**What to work on:**
Could you set out every one of the records below as a numbered list, leaving out any blank lines?

** Begin Data provided **

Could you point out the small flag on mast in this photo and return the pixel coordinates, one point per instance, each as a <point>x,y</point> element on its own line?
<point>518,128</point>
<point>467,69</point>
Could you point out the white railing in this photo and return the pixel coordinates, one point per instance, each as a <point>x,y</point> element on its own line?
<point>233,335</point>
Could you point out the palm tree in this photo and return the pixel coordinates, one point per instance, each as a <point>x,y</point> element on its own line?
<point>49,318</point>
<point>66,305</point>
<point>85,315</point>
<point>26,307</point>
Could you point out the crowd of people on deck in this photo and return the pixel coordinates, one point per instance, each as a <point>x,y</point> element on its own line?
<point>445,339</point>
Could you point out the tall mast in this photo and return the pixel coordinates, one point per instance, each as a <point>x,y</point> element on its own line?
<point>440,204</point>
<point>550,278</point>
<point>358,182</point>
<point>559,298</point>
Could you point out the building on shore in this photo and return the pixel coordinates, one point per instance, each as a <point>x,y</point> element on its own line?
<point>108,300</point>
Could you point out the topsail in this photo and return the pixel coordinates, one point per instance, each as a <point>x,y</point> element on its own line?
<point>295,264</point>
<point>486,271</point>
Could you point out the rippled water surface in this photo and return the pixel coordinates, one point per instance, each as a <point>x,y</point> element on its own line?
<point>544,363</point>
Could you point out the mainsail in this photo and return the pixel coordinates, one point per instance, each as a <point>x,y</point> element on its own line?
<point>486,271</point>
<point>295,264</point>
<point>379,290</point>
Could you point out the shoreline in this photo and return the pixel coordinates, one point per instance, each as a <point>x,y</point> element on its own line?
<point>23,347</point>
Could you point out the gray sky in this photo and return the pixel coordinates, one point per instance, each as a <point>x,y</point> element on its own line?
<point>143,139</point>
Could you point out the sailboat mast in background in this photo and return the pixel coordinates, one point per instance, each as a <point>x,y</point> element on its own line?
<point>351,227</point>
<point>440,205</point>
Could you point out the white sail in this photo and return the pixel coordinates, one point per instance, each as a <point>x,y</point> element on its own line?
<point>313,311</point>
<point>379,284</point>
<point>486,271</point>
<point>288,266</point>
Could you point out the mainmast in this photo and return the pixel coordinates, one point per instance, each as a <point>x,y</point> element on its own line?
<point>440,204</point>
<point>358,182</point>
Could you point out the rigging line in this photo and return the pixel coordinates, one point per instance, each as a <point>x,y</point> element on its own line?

** End Data provided **

**Worked solution:**
1. Could you point out the small flag on mast in this photo and return the pixel coordinates, one point per instance, each as a <point>x,y</point> element on its own line?
2. <point>518,128</point>
3. <point>467,69</point>
4. Could you point out the white railing in this photo and return the pixel coordinates, one point per instance, each as a <point>x,y</point> element on its own line?
5. <point>233,335</point>
6. Could you point out the palm tree in this photo and return the pixel coordinates, one point per instance, each as a <point>x,y</point> element on its own line?
7. <point>49,318</point>
8. <point>66,305</point>
9. <point>85,315</point>
10. <point>26,307</point>
11. Could you point out the crowd of people on deck in this photo and return the pixel coordinates, one point per instance, each as a <point>x,y</point> element on its own line?
12. <point>445,339</point>
13. Could you point out the tall mast in this photo and return the pixel coordinates, one point per instance, each as a <point>x,y</point> element on its own line?
14. <point>440,204</point>
15. <point>550,278</point>
16. <point>358,182</point>
17. <point>559,298</point>
18. Could you point out the building on shore in this photo and return the pixel coordinates, one point per instance, each as a <point>x,y</point> element on its own line?
19. <point>108,300</point>
20. Could you point out the topsail in this photo and return the pixel coordinates, one point per instance, each as a <point>x,y</point> element on its own line?
21. <point>295,264</point>
22. <point>486,271</point>
23. Could you point out the rippled water surface in this photo and return the pixel coordinates, one point per instance, each as a <point>x,y</point> element on its own line?
24. <point>544,363</point>
25. Could you point out the mainsail in this photo and return the pixel coordinates, one point per instance, each as a <point>x,y</point> element on its own line?
26. <point>486,271</point>
27. <point>295,264</point>
28. <point>379,290</point>
29. Could you point out the shoreline in this photo and return the pixel coordinates, one point per instance, each as a <point>x,y</point> element on its own line?
30. <point>23,347</point>
31. Could you point out the gray sky in this photo and return the pixel coordinates, one point per instance, each as a <point>x,y</point> element on its own line?
32. <point>143,139</point>
33. Could you point out the sailboat mast in background in this photo and return the pixel coordinates, one point per instance, each as a <point>x,y</point> element on its own line?
34. <point>351,227</point>
35. <point>440,205</point>
36. Could you point out the white sail in this photo and return the pixel coordinates, one point per instance, each as a <point>x,y</point> element on its own line?
37. <point>313,311</point>
38. <point>379,284</point>
39. <point>486,271</point>
40. <point>288,266</point>
41. Could you point out the mainmast in this photo and return the pixel coordinates, one point per instance, each as a <point>x,y</point> element on its own line?
42. <point>440,204</point>
43. <point>358,182</point>
44. Could you point out the rigging line in this photo and return the pixel coordinates, one point per instance, each as a <point>x,y</point> element on its own line?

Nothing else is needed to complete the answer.